Point labels for objects:
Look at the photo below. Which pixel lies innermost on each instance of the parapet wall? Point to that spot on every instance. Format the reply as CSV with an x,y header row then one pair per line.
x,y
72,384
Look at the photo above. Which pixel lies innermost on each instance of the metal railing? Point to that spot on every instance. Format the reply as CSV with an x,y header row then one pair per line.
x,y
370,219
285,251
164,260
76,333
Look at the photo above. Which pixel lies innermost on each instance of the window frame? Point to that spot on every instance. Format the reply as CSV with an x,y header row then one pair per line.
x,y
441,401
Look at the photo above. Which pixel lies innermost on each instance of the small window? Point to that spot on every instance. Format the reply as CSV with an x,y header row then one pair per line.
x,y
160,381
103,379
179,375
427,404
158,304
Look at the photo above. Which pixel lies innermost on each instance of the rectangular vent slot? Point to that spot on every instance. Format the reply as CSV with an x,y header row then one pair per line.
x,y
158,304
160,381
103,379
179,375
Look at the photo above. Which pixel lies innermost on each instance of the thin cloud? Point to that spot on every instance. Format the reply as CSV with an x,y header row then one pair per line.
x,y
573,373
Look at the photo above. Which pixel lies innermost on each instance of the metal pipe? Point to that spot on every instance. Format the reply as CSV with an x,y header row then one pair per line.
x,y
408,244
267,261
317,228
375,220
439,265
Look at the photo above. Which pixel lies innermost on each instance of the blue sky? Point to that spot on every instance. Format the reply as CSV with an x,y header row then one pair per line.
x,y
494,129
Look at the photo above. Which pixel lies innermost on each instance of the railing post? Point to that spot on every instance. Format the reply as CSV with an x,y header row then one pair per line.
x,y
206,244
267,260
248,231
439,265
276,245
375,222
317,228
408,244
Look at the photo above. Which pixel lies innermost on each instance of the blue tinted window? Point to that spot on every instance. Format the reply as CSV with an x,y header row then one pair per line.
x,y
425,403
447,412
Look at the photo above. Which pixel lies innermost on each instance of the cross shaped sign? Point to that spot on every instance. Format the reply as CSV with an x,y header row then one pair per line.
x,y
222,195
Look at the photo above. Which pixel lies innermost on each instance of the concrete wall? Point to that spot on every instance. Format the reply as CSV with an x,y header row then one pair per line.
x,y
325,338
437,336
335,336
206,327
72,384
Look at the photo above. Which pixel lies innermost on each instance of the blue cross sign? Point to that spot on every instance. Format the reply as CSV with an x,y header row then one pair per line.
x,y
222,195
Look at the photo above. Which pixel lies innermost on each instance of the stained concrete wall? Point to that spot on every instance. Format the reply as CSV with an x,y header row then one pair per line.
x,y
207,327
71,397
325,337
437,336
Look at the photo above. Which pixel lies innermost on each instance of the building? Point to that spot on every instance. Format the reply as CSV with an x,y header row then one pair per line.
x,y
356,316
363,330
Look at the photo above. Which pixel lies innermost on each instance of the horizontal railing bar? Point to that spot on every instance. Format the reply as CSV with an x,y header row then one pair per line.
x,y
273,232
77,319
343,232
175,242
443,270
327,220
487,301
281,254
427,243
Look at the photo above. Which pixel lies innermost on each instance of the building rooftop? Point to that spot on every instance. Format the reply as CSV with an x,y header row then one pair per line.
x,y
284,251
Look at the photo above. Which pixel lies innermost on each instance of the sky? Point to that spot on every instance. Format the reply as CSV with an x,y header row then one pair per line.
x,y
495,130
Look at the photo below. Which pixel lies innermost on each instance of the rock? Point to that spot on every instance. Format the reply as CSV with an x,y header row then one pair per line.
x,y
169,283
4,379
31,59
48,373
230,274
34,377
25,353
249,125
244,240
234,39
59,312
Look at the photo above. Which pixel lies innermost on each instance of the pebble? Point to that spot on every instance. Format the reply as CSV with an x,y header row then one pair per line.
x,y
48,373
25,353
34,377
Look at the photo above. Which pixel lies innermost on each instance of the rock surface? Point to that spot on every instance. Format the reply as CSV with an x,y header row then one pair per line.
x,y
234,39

§ **TASK PROMPT**
Can you rewrite the entries above as a JSON list of strings, with one string for each line and blank lines left out?

§ **FINISHED ANSWER**
[
  "Look at the photo below. Which pixel lies innermost on each instance of the parapet wall? Point to that spot on every instance. Format the reply as CSV with an x,y header row then one pair per line.",
  "x,y",
  "72,384",
  "Look at the photo above. Which pixel lies innermost on each instance of the metal railing? Point to that spot on every instance. Format the reply as CSV with an x,y header row then one pair per line.",
  "x,y",
  "370,219",
  "285,251",
  "164,260",
  "76,333",
  "Look at the photo above. Which pixel lies innermost on each instance of the window frame? Point to that spot on every instance. Format the reply as CSV with an x,y header row then one pair per line.",
  "x,y",
  "441,401",
  "Look at the photo above. Which pixel lies innermost on each instance of the small window? Point to that spot on every instance. Format the reply as CSV with an x,y header row then one pair per line.",
  "x,y",
  "160,381",
  "103,379",
  "179,375",
  "427,404",
  "158,304",
  "Look at the photo above. Which pixel lies innermost on each instance of the rectangular vent slot? Point to that spot on every instance. Format the reply as CSV with an x,y header row then one pair per line.",
  "x,y",
  "158,304",
  "160,381",
  "103,379",
  "179,375",
  "Look at the photo above. Which pixel lies innermost on each instance of the thin cloud? Point to that spot on every instance. Format the reply as CSV with an x,y header row then one pair per line.",
  "x,y",
  "573,373",
  "Look at the photo above. Which pixel lies innermost on each instance of the metal pipe? Point to that spot on every instance. Format the reply as CSV with an x,y header row then one pair per line.",
  "x,y",
  "408,244",
  "267,261",
  "317,228",
  "375,220",
  "439,265",
  "Look at the photo above. Which pixel lies innermost on each instance of the blue sky? Point to that spot on every instance. Format the reply as CSV with an x,y header row then one pair per line.",
  "x,y",
  "494,129",
  "Look at the photo above. Which pixel lies innermost on each instance of the railing post? Point to that spot on every instance. Format the reply as CSV with an x,y header row then one pair per line.",
  "x,y",
  "206,244",
  "267,260",
  "248,231",
  "439,265",
  "276,245",
  "375,222",
  "317,228",
  "408,244",
  "Look at the photo above. Which pixel lies innermost on each instance of the blue tinted window? Point to that spot on every instance. Format the reply as CSV with an x,y header row then one pair per line.",
  "x,y",
  "425,403",
  "447,412",
  "Look at the photo above. Which pixel lies innermost on each instance of the cross shaped sign? Point to that spot on every instance. Format the reply as CSV with an x,y header row then one pair per line.",
  "x,y",
  "222,195",
  "Look at the photo above. Which pixel lies innermost on each instance of the concrete wall? Point to that spot on every instance. Format the reply as CSV with an x,y header row then one pair per line.",
  "x,y",
  "325,338",
  "437,336",
  "335,336",
  "206,327",
  "72,384",
  "Look at the photo above. Which pixel lies innermost on each instance of the blue cross sign? Point to that spot on every instance. Format the reply as CSV with an x,y header row then one pair per line.",
  "x,y",
  "222,195",
  "Look at the photo above. Which pixel lies innermost on each instance of the stained concrete wall? Point to that spot on every instance. Format the reply as CSV with an x,y header row then one pair per line.",
  "x,y",
  "207,327",
  "71,397",
  "325,337",
  "437,336",
  "Look at the photo above. Which pixel lies innermost on each instance of the building? Point to that spot on every instance. Format the reply as CSV with an x,y header row then one pair per line.",
  "x,y",
  "356,316",
  "363,330",
  "Look at the photo above. Which pixel lies innermost on each instance of the horizontal railing bar? Point to that spot on every instance. Format the reply as CSV with an x,y header row then one pair per line.",
  "x,y",
  "273,232",
  "77,319",
  "343,232",
  "175,242",
  "443,270",
  "327,220",
  "487,301",
  "281,254",
  "427,243",
  "Look at the photo above. Which pixel lies innermost on each instance of the building rooftop? Point to that spot on every instance. Format the reply as CSV with an x,y header row then one pair per line.",
  "x,y",
  "284,251",
  "Look at the photo above. Which pixel lies innermost on each instance of the sky? Point to that spot on every instance. Format the reply as CSV with an x,y header row then one pair per line.",
  "x,y",
  "495,130",
  "Look at the photo below. Which pixel lies innermost on each instance of the rock? Point to that spot on every instance. Format the reply as CSV with an x,y header row then one pair per line.",
  "x,y",
  "169,283",
  "4,379",
  "31,59",
  "48,373",
  "230,274",
  "34,377",
  "25,353",
  "249,125",
  "244,240",
  "234,39",
  "59,312",
  "Look at the photo above. Which pixel lies innermost on each instance of the pebble? Point to that spot on every instance. Format the reply as CSV with an x,y header row then one pair per line.",
  "x,y",
  "48,373",
  "25,353",
  "34,377",
  "Look at the photo above. Which pixel lies innermost on each instance of the rock surface? Point to that spot on every instance. Format the reply as CSV with an x,y header row then one pair per line.",
  "x,y",
  "234,39"
]